What you are asked to do:
Include in the reply only the lines from the start of the data below through the line containing "TARGET: dry sand", reproduced exactly and with no pictures.

*** Input data ***

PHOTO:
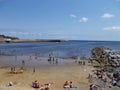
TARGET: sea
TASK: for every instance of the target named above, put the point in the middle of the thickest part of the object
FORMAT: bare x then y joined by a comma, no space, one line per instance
60,49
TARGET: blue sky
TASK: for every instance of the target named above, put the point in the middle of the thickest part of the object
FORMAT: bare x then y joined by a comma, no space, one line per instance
61,19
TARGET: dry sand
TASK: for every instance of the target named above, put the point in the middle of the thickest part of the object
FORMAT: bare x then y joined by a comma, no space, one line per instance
55,74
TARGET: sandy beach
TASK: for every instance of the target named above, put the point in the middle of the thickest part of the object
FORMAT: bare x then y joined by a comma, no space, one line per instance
54,74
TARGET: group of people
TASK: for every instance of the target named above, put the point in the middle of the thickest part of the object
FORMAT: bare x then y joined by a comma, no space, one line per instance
36,84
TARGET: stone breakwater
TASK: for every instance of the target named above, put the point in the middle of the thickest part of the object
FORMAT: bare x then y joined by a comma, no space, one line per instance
106,56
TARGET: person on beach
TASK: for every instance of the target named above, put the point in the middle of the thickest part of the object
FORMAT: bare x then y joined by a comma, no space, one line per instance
34,70
23,62
36,84
66,84
47,86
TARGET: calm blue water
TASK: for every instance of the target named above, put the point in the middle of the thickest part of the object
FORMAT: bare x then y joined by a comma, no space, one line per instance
64,49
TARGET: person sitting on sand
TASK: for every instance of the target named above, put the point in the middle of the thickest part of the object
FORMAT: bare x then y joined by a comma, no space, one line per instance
10,84
36,84
71,84
66,84
47,86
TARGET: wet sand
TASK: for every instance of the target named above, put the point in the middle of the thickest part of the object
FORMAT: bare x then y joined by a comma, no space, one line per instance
45,72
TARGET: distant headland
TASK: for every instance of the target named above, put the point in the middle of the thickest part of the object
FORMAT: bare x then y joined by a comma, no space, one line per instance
11,39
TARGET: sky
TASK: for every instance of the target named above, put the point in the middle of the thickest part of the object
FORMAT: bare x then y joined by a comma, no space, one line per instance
61,19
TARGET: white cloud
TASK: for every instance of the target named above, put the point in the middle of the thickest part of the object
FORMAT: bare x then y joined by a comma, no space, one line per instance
83,19
107,15
73,16
115,28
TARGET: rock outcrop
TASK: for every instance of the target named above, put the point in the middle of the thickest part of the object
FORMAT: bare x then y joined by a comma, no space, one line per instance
106,56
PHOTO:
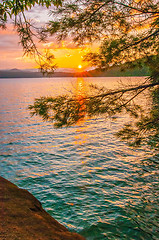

***

Solved problem:
PHOTO:
TARGET: sea
TASK: for every instance of the target named above, put the point in the middle of the thickest part of the object
FORMAT: bare x then y joined by a comma, no space, one line per instance
60,49
TARGET: blue sky
TASK: for every instance of the target named above, put the point in the middle of the thickest part of the object
FORMAT: bare x then y joined by a comma, no space, one line per instance
61,19
TARGET: dry sand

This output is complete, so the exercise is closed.